### [YOUR ASSIGNMENT]
Continue the passage below on making or redoing Wills during COVID-19 from the point where it stops.

### [SOURCE DOCUMENT]
————————

There are moments in life when people begin to think about doing or redoing their Wills.
For young couples the birth of a child is frequently the moment. For baby boomers the loss of a contemporary at a much too young age or the death of a parent is that moment. For the parents of baby boomers the desire to ensure their affairs are in order is that moment.
We now have a new “moment”: COVID-19. As the world continues to deal with this pandemic many are struggling with an uncertain future both financially and from a health perspective.
At Bell Alliance LLP we have received a number of enquiries from families anxious to do or redo their Wills. However, many people are also expressing concern about how to finalize Wills without taking undue risks to their health.
Currently under provincial legislation, the Wills, Estates and Succession Act, a valid Will requires witnessing by two individuals who are not beneficiaries or spouses of beneficiaries. The two witnesses must be present when the will maker signs the Will. The witnesses are not only physically present but are touching the Will that has been touched by the will maker as well as each of the witnesses, thereby creating the risk of transmission.
The concern of transmission may make some individuals reluctant to move forward with their estate plan.

————————

Items listed in a dataset
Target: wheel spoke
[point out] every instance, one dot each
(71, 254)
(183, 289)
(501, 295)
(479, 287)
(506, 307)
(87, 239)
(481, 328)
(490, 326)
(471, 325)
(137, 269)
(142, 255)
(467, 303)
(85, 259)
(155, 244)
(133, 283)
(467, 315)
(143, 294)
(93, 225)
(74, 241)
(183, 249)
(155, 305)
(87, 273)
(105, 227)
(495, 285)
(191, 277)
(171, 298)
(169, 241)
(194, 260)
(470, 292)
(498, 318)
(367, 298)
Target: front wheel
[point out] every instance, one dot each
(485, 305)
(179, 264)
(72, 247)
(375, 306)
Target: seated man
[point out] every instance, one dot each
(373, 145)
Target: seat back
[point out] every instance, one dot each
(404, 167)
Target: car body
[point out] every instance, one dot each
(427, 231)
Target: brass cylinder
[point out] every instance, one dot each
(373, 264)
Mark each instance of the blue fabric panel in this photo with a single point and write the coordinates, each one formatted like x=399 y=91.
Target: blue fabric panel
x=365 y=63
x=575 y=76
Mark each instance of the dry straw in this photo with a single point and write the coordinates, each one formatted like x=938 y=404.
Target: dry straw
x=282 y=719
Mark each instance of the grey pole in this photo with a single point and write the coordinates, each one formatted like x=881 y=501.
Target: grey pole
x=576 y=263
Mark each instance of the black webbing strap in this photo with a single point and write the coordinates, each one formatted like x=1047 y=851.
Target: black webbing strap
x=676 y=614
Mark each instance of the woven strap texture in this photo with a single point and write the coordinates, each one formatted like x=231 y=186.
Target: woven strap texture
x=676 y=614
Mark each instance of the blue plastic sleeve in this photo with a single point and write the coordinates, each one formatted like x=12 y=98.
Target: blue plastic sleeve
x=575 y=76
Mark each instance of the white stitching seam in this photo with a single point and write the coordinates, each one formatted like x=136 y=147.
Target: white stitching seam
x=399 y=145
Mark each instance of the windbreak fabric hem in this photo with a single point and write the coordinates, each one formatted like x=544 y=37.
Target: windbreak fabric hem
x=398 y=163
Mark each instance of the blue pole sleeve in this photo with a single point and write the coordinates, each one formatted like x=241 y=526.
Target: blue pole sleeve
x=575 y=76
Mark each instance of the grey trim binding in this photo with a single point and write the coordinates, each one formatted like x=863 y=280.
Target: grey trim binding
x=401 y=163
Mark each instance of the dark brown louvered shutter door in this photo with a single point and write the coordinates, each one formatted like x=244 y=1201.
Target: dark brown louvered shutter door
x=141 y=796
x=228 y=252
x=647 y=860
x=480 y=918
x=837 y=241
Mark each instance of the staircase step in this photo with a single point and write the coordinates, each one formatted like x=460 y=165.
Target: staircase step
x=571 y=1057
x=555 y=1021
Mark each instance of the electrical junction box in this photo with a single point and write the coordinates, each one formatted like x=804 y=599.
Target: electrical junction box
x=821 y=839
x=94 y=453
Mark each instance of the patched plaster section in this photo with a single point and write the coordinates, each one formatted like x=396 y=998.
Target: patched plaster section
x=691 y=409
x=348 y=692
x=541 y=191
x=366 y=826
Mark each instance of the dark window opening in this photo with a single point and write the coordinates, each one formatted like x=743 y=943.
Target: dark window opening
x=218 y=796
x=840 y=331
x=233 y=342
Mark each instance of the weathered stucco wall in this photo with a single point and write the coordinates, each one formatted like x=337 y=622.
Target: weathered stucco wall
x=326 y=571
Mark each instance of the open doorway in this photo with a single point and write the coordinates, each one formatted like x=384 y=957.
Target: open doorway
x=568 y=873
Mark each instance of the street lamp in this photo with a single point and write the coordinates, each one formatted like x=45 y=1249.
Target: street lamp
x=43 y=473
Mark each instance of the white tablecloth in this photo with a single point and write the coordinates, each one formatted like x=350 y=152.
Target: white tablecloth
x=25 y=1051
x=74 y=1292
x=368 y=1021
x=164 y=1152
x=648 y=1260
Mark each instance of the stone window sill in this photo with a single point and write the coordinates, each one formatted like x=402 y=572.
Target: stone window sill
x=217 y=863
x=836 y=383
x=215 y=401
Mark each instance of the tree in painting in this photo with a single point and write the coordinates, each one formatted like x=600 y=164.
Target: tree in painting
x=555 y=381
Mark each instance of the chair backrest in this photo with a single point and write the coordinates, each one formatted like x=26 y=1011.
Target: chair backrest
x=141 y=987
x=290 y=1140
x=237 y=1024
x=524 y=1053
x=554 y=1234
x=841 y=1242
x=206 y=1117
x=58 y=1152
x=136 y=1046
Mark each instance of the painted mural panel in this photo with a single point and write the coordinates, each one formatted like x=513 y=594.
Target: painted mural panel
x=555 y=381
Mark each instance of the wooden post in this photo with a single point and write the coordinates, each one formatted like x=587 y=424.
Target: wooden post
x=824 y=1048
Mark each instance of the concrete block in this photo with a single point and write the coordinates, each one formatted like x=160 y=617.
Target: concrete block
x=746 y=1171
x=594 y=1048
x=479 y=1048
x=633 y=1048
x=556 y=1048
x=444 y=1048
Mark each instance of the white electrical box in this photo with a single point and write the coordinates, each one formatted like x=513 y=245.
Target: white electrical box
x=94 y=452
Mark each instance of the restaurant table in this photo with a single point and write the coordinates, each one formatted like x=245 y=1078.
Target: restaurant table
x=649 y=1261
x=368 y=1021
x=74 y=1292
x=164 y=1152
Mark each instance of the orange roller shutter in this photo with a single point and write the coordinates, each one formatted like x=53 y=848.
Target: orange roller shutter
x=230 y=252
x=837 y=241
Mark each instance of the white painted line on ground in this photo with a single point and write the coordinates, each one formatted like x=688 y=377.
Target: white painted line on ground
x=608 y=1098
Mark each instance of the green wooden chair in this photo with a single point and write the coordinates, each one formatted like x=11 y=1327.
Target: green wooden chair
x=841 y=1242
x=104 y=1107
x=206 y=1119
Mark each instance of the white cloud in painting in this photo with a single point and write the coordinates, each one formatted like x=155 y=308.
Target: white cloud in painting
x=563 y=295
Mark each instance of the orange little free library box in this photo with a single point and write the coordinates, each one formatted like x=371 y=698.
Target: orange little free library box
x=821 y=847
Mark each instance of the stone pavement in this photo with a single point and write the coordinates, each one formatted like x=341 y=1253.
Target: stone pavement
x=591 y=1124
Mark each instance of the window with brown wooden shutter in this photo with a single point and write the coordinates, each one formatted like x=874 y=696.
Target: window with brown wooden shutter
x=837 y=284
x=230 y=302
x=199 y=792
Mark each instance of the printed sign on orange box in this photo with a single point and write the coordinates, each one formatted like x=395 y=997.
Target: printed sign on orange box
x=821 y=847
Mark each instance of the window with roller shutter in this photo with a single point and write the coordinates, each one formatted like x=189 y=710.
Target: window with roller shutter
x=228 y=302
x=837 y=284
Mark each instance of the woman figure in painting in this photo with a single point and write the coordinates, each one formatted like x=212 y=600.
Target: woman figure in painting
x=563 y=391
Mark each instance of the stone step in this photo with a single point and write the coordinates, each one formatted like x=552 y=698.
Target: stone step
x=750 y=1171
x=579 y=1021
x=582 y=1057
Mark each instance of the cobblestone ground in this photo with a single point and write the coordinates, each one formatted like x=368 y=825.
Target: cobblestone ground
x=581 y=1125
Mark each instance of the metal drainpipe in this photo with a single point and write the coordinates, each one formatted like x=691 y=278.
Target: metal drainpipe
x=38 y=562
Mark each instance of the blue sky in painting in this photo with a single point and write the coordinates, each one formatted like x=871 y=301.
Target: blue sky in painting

————————

### [SOLVED EXERCISE]
To respond to concerns about transmission we have developed two processes to assist our clients and anticipate that the provincial government will shortly approve a third process.
In Person Witnessing: We are currently fully operational but conduct most estate planning meetings by telephone or video conferencing. Based on the information provided by the client we forward a draft Will. Once the Will is approved we arrange a time for clients to meet at our office with proper safeguards such as physical distancing and sanitized facilities. Alternatively, we assist the client in the proper execution process where there are two independent witnesses available at the client’s home.
No Witnessing: In some instances clients are reluctant to come to our office or have other individuals witness their Will. In these situations we recommend that clients sign their Wills without witnesses. S.58 of the Wills, Estate and Succession Act provides that a court may “cure” a deficiency in the making of a Will. It is a fairly simple court application. The document signed without witnesses is thereby validated as the Will of the deceased.
Once the impact of the pandemic lessens we would then have clients come to the office to formally sign their Will. However, in the event that a client passes prior to being able to have their Will properly witnessed they have at least ensured that their wishes for distribution of their estate is achieved.
Video Witnessing: The B.C. Provincial government is considering introducing a Ministerial Order enabling Wills to be witnessed through video conferencing technology. The Ontario Provincial government has already approved video witnessing and it is our hope that British Columbia will follow shortly. We will update this information if the change is instituted.